=== Source text ===

From: Evgeniy Polyakov <johnpol@2ka.mipt.ru>
To: Eric Dumazet <dada1@cosmosbay.com>
Cc: David Miller <davem@davemloft.net>,
axboe@kernel.dk, netdev@vger.kernel.org
Subject: Re: Fix for the fundamental network/block layer race in sendfile().
Date: Tue, 1 Apr 2008 22:07:51 +0400 [thread overview]
Message-ID: <20080401180751.GA3263@2ka.mipt.ru> (raw)
In-Reply-To: <20080401174759.GB28217@2ka.mipt.ru>
On Tue, Apr 01, 2008 at 09:47:59PM +0400, Evgeniy Polyakov (johnpol@2ka.mipt.ru) wrote:
> > 1) Is out_file garanted to be a socket ?
> > 2) SO_PRIVATE_CALLBACK is defined to be 37 later on your patch. Is ORing 37
> > to sk_flags really working ???
> > 3) So, once a socket has been used for a sendfile(), all subsequent
> > sendmsg() will call skb_splice_destructor ? (I see no clearing of
> > SO_PRIVATE_CALLBACK)
> > This will probably crash.
> > 4) god_blessed_us name ... Oh I got it, its April the first !!!!
Addressed all above (2 and 3 actually).
The formed by using correct socket flag (set_bit/clear_bit, like in a
real life), the latter by clearing bit on sendfile() exit and to fix
exit/clear race each spliced page also setups lru.prev to itself, which
is checked in destructor.
Name was not changed, does it matter?

=== Data ===

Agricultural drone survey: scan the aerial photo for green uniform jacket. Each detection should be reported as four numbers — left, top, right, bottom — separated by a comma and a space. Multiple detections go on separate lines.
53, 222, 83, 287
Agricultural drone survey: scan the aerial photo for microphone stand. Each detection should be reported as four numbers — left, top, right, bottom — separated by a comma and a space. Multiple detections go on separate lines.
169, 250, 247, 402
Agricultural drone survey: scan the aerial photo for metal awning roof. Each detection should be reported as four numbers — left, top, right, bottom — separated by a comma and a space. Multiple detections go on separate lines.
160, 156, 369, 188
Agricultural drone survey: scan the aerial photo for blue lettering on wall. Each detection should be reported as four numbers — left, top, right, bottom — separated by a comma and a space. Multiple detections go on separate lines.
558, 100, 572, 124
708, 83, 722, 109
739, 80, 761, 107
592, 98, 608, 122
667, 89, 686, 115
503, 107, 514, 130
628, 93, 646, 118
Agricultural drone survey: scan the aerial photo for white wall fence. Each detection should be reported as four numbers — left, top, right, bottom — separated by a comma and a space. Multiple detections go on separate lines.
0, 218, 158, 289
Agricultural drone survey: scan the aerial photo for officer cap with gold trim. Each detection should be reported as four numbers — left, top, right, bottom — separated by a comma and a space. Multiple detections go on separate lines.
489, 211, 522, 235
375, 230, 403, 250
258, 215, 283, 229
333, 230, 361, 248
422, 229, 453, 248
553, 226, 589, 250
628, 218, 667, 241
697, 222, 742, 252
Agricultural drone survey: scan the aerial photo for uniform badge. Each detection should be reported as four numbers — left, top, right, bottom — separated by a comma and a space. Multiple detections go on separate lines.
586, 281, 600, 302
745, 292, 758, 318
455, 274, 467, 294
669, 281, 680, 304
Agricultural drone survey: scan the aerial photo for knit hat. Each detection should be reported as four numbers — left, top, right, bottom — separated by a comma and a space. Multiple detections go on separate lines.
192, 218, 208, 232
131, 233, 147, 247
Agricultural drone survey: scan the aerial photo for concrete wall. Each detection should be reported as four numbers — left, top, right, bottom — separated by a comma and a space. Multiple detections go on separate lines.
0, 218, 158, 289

===

● Goal 1
Do these statements agree with the sendfile message? Answer yes or no for each and quote the words of the message that decide it. (a) The reply says that only points 2 and 3 were actually addressed. (b) The god_blessed_us name was changed. (c) The bit is cleared on sendfile() exit.
● Goal 2
In the sendfile message, what value does the quoted question say SO_PRIVATE_CALLBACK is defined to be later in the patch?
● Goal 3
Write out the part of the sendfile message from "Date: Tue, 1" up to and including "be a socket ?".

● Complete answer 1
(a) Yes: "Addressed all above (2 and 3 actually)."
(b) No: "Name was not changed, does it matter?"
(c) Yes: "the latter by clearing bit on sendfile() exit"

● Complete answer 2
37

● Complete answer 3
Date: Tue, 1 Apr 2008 22:07:51 +0400 [thread overview]
Message-ID: <20080401180751.GA3263@2ka.mipt.ru> (raw)
In-Reply-To: <20080401174759.GB28217@2ka.mipt.ru>
On Tue, Apr 01, 2008 at 09:47:59PM +0400, Evgeniy Polyakov (johnpol@2ka.mipt.ru) wrote:
> > 1) Is out_file garanted to be a socket ?